### Selected text
▬▬▬

One of the major shortcomings of variational autoencoders is the inability to produce generations from the individual modalities of data originating from mixture distributions. This is primarily due to the use of a simple isotropic Gaussian as the prior for the latent code in the ancestral sampling procedure for data generations. In this paper, we propose a novel formulation of variational autoencoders, conditional prior VAE (CP-VAE), with a two-level generative process for the observed data where continuous and discrete variables are introduced in addition to the observed variables. By learning data-dependent conditional priors, the new variational objective naturally encourages a better match between the posterior and prior conditionals, and the learning of the latent categories encoding the major source of variation of the original data in an unsupervised manner. Through sampling continuous latent code from the data-dependent conditional priors, we are able to generate new samples from the individual mixture components corresponding, to the multimodal structure over the original data. Moreover, we unify and analyse our objective under different independence assumptions for the joint distribution of the continuous and discrete latent variables. We provide an empirical evaluation on one synthetic dataset and three image datasets, FashionMNIST, MNIST, and Omniglot, illustrating the generative performance of our new model comparing to multiple baselines.

This is joint work with Magda Gregorova and Alexandros Kalousis

Prof. Sylvain Sardy, What needles do sparse neural networks find in nonlinear haystacks

Inspired by LASSO, we regularize with an L1-penalty the estimation of an artificial neural network (ANN). This has the advantage of performing variable selection (e.g., gene selection or feature selection in an image) and avoiding over-fitting. The selection of the regularization parameter is done with the Quantile Universal Threshold method. This method requires no estimation of the noise variance, no expensive cross-validation and can retrieve the needles and the sparsity structure of the ANN in certain regimes.

▬▬▬

### Given records
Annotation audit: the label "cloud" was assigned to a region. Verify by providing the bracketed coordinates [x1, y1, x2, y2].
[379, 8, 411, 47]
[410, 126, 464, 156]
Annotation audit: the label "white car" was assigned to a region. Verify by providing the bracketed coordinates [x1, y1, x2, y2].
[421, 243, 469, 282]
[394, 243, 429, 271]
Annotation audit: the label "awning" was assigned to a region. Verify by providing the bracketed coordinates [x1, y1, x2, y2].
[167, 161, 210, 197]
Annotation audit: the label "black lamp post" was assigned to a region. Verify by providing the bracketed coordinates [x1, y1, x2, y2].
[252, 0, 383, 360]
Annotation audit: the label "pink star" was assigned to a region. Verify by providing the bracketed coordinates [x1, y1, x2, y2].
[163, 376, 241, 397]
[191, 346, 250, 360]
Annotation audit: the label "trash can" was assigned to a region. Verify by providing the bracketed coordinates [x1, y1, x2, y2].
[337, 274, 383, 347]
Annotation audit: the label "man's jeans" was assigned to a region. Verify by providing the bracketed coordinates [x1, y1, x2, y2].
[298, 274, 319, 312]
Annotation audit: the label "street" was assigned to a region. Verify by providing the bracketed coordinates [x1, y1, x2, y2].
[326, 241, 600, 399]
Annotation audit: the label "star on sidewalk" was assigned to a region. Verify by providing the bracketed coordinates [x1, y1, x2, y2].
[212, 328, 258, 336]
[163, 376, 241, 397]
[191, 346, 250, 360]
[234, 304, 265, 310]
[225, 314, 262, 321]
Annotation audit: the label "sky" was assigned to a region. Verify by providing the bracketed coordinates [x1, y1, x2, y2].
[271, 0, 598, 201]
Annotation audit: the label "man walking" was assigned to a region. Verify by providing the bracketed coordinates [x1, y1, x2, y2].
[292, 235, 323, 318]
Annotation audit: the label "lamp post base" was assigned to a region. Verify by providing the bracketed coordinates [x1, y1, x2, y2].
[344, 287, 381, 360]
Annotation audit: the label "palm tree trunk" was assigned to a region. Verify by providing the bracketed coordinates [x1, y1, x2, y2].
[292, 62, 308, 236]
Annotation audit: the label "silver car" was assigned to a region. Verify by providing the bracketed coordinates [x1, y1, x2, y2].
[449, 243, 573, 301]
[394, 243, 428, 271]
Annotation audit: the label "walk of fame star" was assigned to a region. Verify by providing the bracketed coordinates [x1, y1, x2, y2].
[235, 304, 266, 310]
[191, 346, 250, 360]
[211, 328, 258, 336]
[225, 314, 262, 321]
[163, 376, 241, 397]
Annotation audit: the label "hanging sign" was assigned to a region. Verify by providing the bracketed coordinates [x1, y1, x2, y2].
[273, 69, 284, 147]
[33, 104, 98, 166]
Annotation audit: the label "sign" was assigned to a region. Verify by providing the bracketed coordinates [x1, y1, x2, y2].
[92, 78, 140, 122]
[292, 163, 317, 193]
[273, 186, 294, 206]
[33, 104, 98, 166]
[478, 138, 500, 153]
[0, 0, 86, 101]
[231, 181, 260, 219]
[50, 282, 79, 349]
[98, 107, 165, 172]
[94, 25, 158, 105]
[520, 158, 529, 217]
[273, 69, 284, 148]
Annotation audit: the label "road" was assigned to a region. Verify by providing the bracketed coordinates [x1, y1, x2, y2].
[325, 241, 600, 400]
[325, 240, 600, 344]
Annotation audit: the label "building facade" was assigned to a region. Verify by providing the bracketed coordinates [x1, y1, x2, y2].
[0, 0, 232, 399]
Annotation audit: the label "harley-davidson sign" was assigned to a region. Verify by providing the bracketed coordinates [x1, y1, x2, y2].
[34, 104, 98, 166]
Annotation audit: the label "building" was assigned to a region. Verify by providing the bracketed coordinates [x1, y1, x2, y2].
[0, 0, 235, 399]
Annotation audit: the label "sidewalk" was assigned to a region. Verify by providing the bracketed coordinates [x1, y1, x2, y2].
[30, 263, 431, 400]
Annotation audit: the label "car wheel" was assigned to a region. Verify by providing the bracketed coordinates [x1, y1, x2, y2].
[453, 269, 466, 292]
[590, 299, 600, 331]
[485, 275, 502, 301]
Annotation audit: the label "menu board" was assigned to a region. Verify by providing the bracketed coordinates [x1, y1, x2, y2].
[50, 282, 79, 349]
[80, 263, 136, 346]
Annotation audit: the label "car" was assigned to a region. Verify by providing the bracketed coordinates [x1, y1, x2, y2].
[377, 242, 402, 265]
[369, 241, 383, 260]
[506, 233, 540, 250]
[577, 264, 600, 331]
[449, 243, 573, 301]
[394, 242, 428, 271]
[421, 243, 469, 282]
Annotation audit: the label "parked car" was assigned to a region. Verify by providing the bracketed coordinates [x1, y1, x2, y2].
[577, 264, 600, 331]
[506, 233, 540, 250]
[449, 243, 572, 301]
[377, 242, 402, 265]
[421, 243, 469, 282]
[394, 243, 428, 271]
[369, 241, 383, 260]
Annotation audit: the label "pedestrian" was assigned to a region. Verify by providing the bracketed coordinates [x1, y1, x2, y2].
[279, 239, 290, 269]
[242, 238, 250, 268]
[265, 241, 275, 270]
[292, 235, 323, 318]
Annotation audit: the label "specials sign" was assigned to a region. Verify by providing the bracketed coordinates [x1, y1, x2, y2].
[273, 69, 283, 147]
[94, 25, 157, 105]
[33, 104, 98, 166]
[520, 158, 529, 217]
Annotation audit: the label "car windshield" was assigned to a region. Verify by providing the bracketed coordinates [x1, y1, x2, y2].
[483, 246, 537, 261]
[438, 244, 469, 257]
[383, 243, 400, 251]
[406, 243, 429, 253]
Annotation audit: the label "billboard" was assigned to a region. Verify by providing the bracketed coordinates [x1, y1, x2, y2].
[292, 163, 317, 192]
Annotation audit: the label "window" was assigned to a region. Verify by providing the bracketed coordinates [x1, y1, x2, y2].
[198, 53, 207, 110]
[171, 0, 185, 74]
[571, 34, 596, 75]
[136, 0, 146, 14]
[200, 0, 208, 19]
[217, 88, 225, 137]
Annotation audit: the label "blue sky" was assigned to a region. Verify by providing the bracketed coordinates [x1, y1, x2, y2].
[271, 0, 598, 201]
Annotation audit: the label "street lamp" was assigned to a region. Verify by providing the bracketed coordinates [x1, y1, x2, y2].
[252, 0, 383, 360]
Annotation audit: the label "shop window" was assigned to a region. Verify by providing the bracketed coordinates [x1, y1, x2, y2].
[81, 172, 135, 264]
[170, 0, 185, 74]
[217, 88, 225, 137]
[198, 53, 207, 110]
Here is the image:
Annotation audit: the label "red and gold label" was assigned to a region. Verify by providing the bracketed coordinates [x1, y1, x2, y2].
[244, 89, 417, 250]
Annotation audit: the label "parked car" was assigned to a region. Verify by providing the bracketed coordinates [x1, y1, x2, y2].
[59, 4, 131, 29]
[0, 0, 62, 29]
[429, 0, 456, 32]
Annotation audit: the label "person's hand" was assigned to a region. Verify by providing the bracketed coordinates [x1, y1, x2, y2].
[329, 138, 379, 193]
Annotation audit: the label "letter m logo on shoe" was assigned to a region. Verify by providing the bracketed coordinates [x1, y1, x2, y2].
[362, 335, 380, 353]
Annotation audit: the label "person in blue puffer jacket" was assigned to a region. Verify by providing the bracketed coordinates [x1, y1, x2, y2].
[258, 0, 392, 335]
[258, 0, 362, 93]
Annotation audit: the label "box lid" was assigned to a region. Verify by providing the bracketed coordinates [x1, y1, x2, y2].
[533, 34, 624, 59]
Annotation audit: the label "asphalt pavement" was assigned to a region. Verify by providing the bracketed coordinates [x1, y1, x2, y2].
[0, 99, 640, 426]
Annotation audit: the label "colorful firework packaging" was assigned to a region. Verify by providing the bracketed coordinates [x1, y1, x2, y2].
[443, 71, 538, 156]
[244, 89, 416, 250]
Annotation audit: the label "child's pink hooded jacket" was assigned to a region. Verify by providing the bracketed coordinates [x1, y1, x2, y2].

▬▬▬

### Work task A
Reproduce the seminar abstracts from "Inspired by LASSO, we" up to and including "in certain regimes.".
### Work task B
Write the next part of the seminar abstracts, picking up after their final sentence.

### Response A
Inspired by LASSO, we regularize with an L1-penalty the estimation of an artificial neural network (ANN). This has the advantage of performing variable selection (e.g., gene selection or feature selection in an image) and avoiding over-fitting. The selection of the regularization parameter is done with the Quantile Universal Threshold method. This method requires no estimation of the noise variance, no expensive cross-validation and can retrieve the needles and the sparsity structure of the ANN in certain regimes.

### Response B
Prof. Simon Scheidegger, Gaussian Process methods for Asset Pricing and Dynamic Portfolio Choice

In this paper, we consider the portfolio optimization problem for a multiperiod investor who seeks to maximize her utility facing multiple risky assets and proportional transaction costs in the presence of return predictability. Due to the curse of dimensionality, this problem is challenging to solve, even numerically. To this end, we  propose to embed Gaussian Process regression in combination the active subspace method and Bayesian active learning  inside a parallelized dynamic programming algorithm. Preliminary results will show that with this generic setup, we push the boundary of the current state of the art in the literature along several dimensions. The said combination of tools allows us to study important open problems in this literature, including (i) the characterization of no-trade regions (potentially volume and welfare implications in economies with several assets), and (ii) the optimal portfolio behavior in economies with a stochastic opportunity set or stochastic frictions.

Joint work with Fabio Trojani.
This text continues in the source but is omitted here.